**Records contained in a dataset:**
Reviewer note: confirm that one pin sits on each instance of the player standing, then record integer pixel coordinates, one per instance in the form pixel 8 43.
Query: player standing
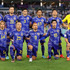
pixel 17 45
pixel 34 36
pixel 3 40
pixel 59 22
pixel 41 21
pixel 25 20
pixel 67 39
pixel 10 20
pixel 54 34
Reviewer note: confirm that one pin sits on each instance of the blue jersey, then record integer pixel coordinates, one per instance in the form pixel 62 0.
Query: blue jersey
pixel 40 21
pixel 54 34
pixel 59 21
pixel 25 21
pixel 1 17
pixel 34 37
pixel 67 35
pixel 18 37
pixel 10 21
pixel 3 37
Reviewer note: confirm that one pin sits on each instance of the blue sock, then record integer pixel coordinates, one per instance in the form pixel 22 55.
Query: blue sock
pixel 67 53
pixel 60 48
pixel 30 53
pixel 7 49
pixel 12 52
pixel 49 52
pixel 42 48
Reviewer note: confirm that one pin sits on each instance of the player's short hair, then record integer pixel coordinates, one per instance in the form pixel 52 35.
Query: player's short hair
pixel 11 7
pixel 54 10
pixel 38 10
pixel 24 9
pixel 53 20
pixel 2 22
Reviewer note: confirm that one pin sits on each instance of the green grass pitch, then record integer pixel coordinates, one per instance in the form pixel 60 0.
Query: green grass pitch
pixel 40 63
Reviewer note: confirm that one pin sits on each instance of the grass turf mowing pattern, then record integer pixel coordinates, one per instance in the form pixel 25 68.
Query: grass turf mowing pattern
pixel 40 63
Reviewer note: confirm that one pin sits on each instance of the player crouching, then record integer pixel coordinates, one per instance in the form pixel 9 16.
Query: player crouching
pixel 17 44
pixel 34 36
pixel 54 39
pixel 67 39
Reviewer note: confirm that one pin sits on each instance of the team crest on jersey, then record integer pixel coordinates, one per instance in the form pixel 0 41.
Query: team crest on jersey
pixel 57 20
pixel 42 20
pixel 27 17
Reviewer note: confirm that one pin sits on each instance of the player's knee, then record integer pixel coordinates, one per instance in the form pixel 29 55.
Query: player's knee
pixel 33 57
pixel 19 57
pixel 3 59
pixel 30 47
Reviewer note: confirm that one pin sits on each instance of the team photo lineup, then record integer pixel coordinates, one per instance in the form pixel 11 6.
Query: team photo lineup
pixel 17 29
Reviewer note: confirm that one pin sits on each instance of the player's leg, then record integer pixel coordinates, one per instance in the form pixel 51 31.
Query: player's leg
pixel 30 47
pixel 49 50
pixel 19 54
pixel 7 48
pixel 34 55
pixel 12 52
pixel 67 52
pixel 56 53
pixel 3 52
pixel 42 48
pixel 27 49
pixel 60 48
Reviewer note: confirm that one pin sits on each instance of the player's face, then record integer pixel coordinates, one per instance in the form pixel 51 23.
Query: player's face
pixel 11 10
pixel 2 25
pixel 54 24
pixel 39 13
pixel 24 12
pixel 18 26
pixel 54 13
pixel 35 26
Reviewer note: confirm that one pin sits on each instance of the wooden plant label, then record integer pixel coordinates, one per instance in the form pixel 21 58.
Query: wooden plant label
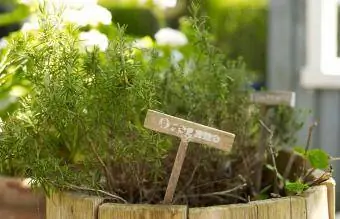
pixel 274 98
pixel 188 132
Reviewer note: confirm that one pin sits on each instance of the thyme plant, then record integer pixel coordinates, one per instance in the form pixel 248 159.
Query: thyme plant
pixel 81 125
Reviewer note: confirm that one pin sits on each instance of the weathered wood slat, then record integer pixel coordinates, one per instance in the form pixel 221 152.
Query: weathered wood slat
pixel 72 206
pixel 330 184
pixel 240 211
pixel 317 202
pixel 298 207
pixel 126 211
pixel 273 208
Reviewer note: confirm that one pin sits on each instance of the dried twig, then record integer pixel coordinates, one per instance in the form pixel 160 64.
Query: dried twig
pixel 260 153
pixel 116 197
pixel 310 132
pixel 108 174
pixel 271 151
pixel 222 193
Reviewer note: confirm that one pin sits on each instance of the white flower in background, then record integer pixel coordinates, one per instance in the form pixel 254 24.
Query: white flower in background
pixel 80 12
pixel 74 4
pixel 170 37
pixel 94 38
pixel 143 43
pixel 31 24
pixel 176 56
pixel 89 15
pixel 165 3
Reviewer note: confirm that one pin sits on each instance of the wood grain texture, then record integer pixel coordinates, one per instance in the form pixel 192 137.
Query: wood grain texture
pixel 298 207
pixel 316 202
pixel 125 211
pixel 239 211
pixel 176 171
pixel 72 206
pixel 192 132
pixel 330 184
pixel 278 208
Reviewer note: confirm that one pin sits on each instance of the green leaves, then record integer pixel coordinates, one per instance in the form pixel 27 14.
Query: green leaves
pixel 295 187
pixel 318 158
pixel 17 15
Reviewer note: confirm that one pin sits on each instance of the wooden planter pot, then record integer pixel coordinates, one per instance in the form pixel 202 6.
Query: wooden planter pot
pixel 17 201
pixel 316 203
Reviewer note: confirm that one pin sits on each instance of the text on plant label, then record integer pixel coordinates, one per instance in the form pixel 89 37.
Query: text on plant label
pixel 189 131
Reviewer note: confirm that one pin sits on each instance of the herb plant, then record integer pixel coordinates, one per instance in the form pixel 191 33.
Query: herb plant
pixel 81 125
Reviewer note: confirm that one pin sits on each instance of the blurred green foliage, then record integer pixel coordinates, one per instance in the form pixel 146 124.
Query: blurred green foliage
pixel 18 14
pixel 240 27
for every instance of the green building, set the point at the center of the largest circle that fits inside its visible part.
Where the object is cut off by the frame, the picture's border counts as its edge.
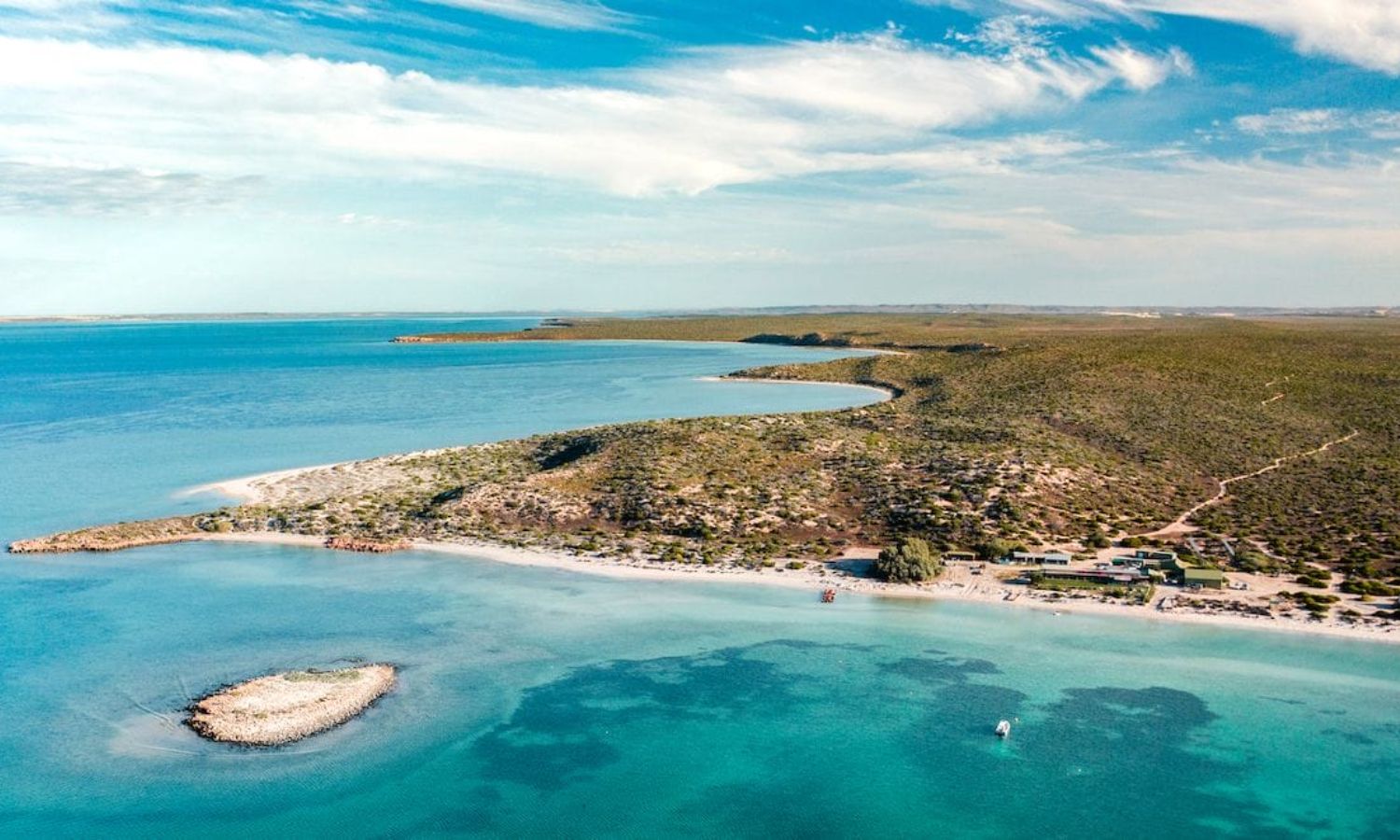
(1206, 579)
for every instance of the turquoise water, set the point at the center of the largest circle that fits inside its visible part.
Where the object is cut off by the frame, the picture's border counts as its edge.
(543, 703)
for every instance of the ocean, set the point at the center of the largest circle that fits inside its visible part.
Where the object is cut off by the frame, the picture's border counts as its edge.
(540, 703)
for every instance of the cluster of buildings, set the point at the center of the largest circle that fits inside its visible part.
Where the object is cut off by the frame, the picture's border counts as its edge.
(1140, 567)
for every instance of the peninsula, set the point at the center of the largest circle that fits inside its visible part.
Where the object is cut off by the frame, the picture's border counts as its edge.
(1071, 453)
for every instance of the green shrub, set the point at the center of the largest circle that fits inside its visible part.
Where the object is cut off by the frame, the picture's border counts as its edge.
(909, 562)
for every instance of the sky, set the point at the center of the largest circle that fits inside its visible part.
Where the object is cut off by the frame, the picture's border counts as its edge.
(570, 154)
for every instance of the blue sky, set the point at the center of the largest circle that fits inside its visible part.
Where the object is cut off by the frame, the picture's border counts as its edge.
(487, 154)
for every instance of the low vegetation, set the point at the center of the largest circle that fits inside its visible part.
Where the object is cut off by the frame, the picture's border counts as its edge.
(1004, 431)
(907, 562)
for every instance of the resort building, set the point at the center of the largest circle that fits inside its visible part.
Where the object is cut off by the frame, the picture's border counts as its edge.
(1041, 557)
(1206, 579)
(1095, 576)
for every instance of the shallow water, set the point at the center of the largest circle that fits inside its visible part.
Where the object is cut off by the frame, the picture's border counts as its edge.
(538, 702)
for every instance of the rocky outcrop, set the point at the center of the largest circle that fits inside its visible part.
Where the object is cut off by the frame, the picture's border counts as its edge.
(112, 538)
(287, 707)
(361, 543)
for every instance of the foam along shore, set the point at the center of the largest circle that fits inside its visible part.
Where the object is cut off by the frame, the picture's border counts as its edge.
(957, 584)
(290, 706)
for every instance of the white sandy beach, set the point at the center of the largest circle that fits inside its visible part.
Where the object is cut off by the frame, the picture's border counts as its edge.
(955, 585)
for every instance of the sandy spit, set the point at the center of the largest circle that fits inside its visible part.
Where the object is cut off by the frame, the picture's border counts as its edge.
(955, 585)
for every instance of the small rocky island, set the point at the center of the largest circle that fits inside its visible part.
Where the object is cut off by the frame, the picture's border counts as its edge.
(290, 706)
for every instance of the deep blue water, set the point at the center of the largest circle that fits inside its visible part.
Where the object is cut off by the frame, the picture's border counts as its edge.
(546, 703)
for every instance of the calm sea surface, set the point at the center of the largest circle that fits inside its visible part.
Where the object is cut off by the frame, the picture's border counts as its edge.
(546, 703)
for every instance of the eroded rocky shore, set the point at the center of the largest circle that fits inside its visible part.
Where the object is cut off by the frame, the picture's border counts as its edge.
(286, 707)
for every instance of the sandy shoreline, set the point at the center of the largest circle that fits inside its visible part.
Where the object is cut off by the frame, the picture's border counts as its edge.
(955, 585)
(255, 487)
(246, 487)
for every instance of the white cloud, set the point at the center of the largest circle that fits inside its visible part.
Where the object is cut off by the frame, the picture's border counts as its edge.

**Task:** Look through the entries above; copy each line where the string "sandy" appears.

**Result of this task:**
for every instance of the white sandy beach, set the point at the center of the largest circle that fits inside its visible part.
for every instance of the sandy spit, set the point at the center of the largest circle that fits inside its visible part.
for every instance of the sandy shoreline, set the point at the center of the largest circle that fits inside its visible part.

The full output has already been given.